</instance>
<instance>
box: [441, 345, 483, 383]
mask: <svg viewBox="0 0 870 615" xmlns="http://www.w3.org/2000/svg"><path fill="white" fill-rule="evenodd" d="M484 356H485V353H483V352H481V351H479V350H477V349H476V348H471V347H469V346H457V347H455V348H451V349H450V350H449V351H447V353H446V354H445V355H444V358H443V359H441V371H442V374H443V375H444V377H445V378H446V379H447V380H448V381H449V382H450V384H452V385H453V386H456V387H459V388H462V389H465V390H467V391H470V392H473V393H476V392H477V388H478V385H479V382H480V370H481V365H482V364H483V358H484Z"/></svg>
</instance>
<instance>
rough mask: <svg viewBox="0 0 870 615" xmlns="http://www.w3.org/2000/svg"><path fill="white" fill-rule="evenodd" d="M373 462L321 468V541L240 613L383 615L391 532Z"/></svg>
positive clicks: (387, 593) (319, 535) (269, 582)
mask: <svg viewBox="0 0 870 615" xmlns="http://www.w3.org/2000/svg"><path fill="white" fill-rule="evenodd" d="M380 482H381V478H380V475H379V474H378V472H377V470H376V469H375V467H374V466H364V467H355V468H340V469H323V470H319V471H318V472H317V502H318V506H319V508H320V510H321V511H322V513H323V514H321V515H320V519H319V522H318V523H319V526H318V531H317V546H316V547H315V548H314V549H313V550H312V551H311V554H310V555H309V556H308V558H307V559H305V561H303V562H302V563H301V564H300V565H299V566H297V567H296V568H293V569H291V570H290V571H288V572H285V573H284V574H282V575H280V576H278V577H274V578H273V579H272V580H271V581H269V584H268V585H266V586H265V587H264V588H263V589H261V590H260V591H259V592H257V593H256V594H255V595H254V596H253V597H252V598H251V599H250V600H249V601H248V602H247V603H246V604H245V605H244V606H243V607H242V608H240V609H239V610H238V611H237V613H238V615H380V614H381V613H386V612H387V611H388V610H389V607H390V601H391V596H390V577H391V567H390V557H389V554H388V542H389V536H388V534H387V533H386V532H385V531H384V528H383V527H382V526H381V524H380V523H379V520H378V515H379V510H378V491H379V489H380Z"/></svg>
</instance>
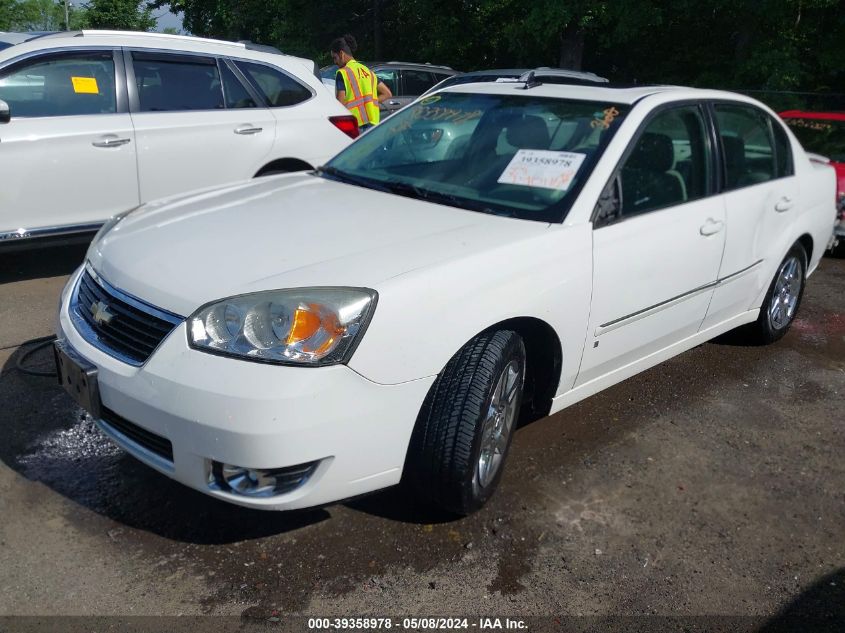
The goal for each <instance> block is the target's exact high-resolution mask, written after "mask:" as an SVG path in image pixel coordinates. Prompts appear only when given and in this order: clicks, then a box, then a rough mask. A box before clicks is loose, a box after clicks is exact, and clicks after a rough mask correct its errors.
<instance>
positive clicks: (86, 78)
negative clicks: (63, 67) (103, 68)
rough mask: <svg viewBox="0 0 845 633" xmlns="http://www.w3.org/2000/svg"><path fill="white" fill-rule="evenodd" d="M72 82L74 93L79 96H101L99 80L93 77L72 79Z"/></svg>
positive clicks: (83, 77) (81, 77) (72, 78)
mask: <svg viewBox="0 0 845 633" xmlns="http://www.w3.org/2000/svg"><path fill="white" fill-rule="evenodd" d="M70 80H71V81H72V82H73V91H74V92H75V93H77V94H86V95H91V94H93V95H96V94H100V88H99V87H98V86H97V80H96V79H94V78H93V77H71V78H70Z"/></svg>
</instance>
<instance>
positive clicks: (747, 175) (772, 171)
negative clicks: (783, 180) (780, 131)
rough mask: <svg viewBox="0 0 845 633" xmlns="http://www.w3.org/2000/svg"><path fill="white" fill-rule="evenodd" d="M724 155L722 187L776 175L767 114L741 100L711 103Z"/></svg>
mask: <svg viewBox="0 0 845 633" xmlns="http://www.w3.org/2000/svg"><path fill="white" fill-rule="evenodd" d="M715 111H716V124H717V125H718V128H719V135H720V136H721V140H722V151H723V155H724V158H725V188H726V189H727V190H728V191H730V190H733V189H741V188H743V187H749V186H751V185H756V184H759V183H762V182H768V181H769V180H772V179H774V178H776V177H777V173H778V170H777V164H776V160H775V148H774V141H773V138H772V132H771V128H770V127H769V120H768V115H767V114H766V113H765V112H763V111H761V110H758V109H757V108H755V107H753V106H750V105H745V104H725V103H717V104H716V105H715Z"/></svg>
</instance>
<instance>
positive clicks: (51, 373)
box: [15, 334, 56, 378]
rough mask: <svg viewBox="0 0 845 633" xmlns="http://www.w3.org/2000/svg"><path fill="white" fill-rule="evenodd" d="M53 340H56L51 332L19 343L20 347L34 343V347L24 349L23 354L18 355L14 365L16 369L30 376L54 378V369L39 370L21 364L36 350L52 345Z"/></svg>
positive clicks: (33, 352)
mask: <svg viewBox="0 0 845 633" xmlns="http://www.w3.org/2000/svg"><path fill="white" fill-rule="evenodd" d="M55 340H56V336H55V334H51V335H50V336H41V337H39V338H34V339H30V340H28V341H25V342H23V343H21V347H23V346H24V345H33V344H34V345H35V347H33V348H31V349H28V350H26V351H25V352H24V353H23V354H21V355H20V357H18V360H17V362H16V363H15V367H16V368H17V369H18V371H20V372H22V373H24V374H28V375H30V376H42V377H44V378H55V377H56V372H55V371H44V370H41V369H29V368H27V367H24V366H23V364H24V363H25V362H26V360H27V359H28V358H29V357H30V356H32V355H33V354H34V353H35V352H37V351H38V350H41V349H44V348H45V347H47V346H49V345H52V344H53V341H55Z"/></svg>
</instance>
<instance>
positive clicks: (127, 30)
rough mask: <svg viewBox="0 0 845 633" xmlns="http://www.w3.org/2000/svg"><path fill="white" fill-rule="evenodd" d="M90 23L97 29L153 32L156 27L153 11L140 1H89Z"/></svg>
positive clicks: (122, 0)
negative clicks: (107, 29)
mask: <svg viewBox="0 0 845 633" xmlns="http://www.w3.org/2000/svg"><path fill="white" fill-rule="evenodd" d="M88 21H89V23H90V25H91V27H92V28H95V29H119V30H124V31H151V30H152V29H154V28H155V26H156V19H155V18H154V17H153V14H152V10H151V9H150V7H148V6H147V3H146V2H143V1H140V2H139V0H89V2H88Z"/></svg>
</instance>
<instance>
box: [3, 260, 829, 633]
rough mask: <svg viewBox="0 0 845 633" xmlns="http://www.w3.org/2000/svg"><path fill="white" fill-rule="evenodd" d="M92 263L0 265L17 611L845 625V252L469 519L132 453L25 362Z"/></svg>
mask: <svg viewBox="0 0 845 633" xmlns="http://www.w3.org/2000/svg"><path fill="white" fill-rule="evenodd" d="M83 256H84V248H81V247H78V248H54V249H50V250H49V251H47V252H38V253H24V254H22V253H16V254H6V255H2V254H0V368H2V370H0V371H2V373H0V615H6V616H8V615H40V616H44V615H65V616H67V615H177V614H183V615H231V616H239V617H254V618H258V619H262V618H269V617H271V616H273V614H289V613H305V614H312V615H321V616H330V615H350V614H372V615H384V614H392V615H409V614H413V615H426V614H428V615H432V614H434V615H438V614H439V615H468V616H476V615H491V614H492V615H504V614H507V615H512V616H557V617H562V616H617V615H632V616H644V615H649V614H651V615H654V614H656V615H671V616H679V615H683V616H713V615H733V616H756V617H757V618H758V619H757V620H755V622H758V621H759V622H760V623H761V625H760V626H763V627H765V626H771V623H777V622H778V618H782V617H784V614H790V613H791V614H799V616H803V615H812V616H813V617H820V618H822V619H826V620H825V621H829V622H831V623H843V628H845V459H843V456H844V455H845V413H843V411H845V260H842V259H831V258H825V259H824V260H823V261H822V264H821V266H820V267H819V270H818V271H817V272H816V274H815V275H814V276H813V277H811V279H810V280H809V283H808V287H807V291H806V294H805V296H804V301H803V305H802V308H801V312H800V315H799V318H798V319H797V321H796V322H795V323H794V324H793V327H792V329H791V331H790V332H789V333H788V334H787V336H786V337H785V338H784V339H783V340H781V341H780V342H778V343H776V344H774V345H772V346H768V347H747V346H742V345H739V344H737V343H736V342H735V341H734V340H732V339H731V337H726V338H724V339H722V340H719V341H716V342H711V343H707V344H705V345H701V346H699V347H697V348H695V349H693V350H691V351H689V352H687V353H685V354H683V355H681V356H679V357H677V358H675V359H672V360H671V361H669V362H666V363H664V364H662V365H660V366H658V367H655V368H654V369H652V370H650V371H647V372H645V373H643V374H640V375H638V376H636V377H634V378H632V379H630V380H627V381H625V382H623V383H621V384H619V385H617V386H615V387H613V388H611V389H609V390H607V391H605V392H602V393H600V394H598V395H596V396H593V397H592V398H590V399H588V400H586V401H584V402H582V403H579V404H577V405H575V406H573V407H570V408H569V409H566V410H564V411H563V412H561V413H558V414H556V415H554V416H551V417H548V418H544V419H543V420H540V421H537V422H535V423H532V424H530V425H528V426H525V427H524V428H522V429H520V430H519V431H518V432H517V434H516V437H515V439H514V443H513V447H512V451H511V454H510V457H509V463H508V464H507V469H506V472H505V476H504V478H503V481H502V486H501V488H500V490H499V491H498V493H497V494H496V495H495V497H494V498H493V499H492V501H491V502H490V503H489V504H488V505H487V506H486V507H485V508H484V509H482V510H481V511H480V512H478V513H477V514H475V515H473V516H470V517H467V518H463V519H458V520H455V519H452V518H449V517H443V516H432V515H431V514H430V513H429V512H426V511H424V510H422V509H420V508H418V507H417V506H415V504H414V503H413V501H412V500H411V499H410V498H409V497H408V496H407V495H405V494H404V493H403V492H402V490H401V489H392V490H388V491H385V492H382V493H379V494H375V495H372V496H369V497H366V498H364V499H359V500H355V501H352V502H347V503H341V504H337V505H332V506H328V507H326V508H320V509H315V510H309V511H303V512H297V513H265V512H259V511H252V510H246V509H242V508H237V507H233V506H229V505H227V504H224V503H222V502H219V501H216V500H213V499H211V498H209V497H206V496H204V495H202V494H200V493H197V492H194V491H191V490H189V489H186V488H184V487H182V486H181V485H179V484H176V483H174V482H172V481H170V480H169V479H167V478H165V477H163V476H162V475H159V474H158V473H156V472H155V471H153V470H152V469H150V468H147V467H146V466H143V465H142V464H140V463H139V462H137V461H135V460H134V459H132V458H131V457H129V456H127V455H125V454H124V453H122V452H121V451H120V450H119V449H117V448H115V447H114V446H112V445H111V444H110V443H109V441H108V440H107V439H106V438H105V437H104V436H103V435H102V434H101V433H100V432H99V431H98V430H97V429H96V428H95V427H94V425H93V424H92V422H91V420H90V419H89V418H87V417H86V415H85V414H84V413H83V411H81V410H80V409H79V408H78V407H76V406H75V405H74V404H73V403H72V401H71V400H70V398H69V397H68V396H66V395H65V393H64V392H63V391H62V390H61V388H60V387H59V386H58V385H57V384H56V383H55V380H54V379H50V378H42V377H35V376H29V375H25V374H23V373H21V372H20V371H18V370H17V369H16V368H15V364H16V361H17V359H18V358H19V357H20V354H21V353H22V351H23V349H25V348H21V347H20V346H21V344H22V343H24V342H25V341H27V340H30V339H34V338H36V337H41V336H45V335H49V334H51V333H52V332H53V323H54V321H55V312H56V308H57V304H58V296H59V292H60V290H61V287H62V285H63V284H64V282H65V280H66V279H67V276H68V275H69V274H70V273H71V271H72V270H73V269H74V268H75V267H76V266H77V265H78V264H79V262H81V260H82V258H83ZM51 362H52V357H51V355H50V351H49V349H45V350H43V351H39V352H37V353H35V354H33V356H32V357H31V358H30V359H29V366H31V367H35V368H41V369H49V368H50V366H51ZM766 623H768V624H766ZM0 629H2V626H1V625H0ZM761 630H762V629H761Z"/></svg>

◇ ◇ ◇ ◇ ◇

Take the stretch of lines above from the one containing "negative clicks: (63, 67) (103, 68)" through the one containing "negative clicks: (783, 180) (780, 131)" and repeat it exactly, adding no other line.

__Reply to the task__:
negative clicks: (63, 67) (103, 68)
rough mask: <svg viewBox="0 0 845 633" xmlns="http://www.w3.org/2000/svg"><path fill="white" fill-rule="evenodd" d="M72 82L74 93L79 96H101L99 80L93 77L72 79Z"/></svg>
positive clicks: (83, 77) (81, 77) (72, 78)
mask: <svg viewBox="0 0 845 633" xmlns="http://www.w3.org/2000/svg"><path fill="white" fill-rule="evenodd" d="M70 80H71V81H72V82H73V91H74V92H75V93H77V94H86V95H91V94H93V95H96V94H100V88H99V87H98V86H97V80H96V79H94V78H93V77H71V78H70Z"/></svg>
</instance>
<instance>
positive clicks: (747, 175) (772, 171)
negative clicks: (783, 180) (780, 131)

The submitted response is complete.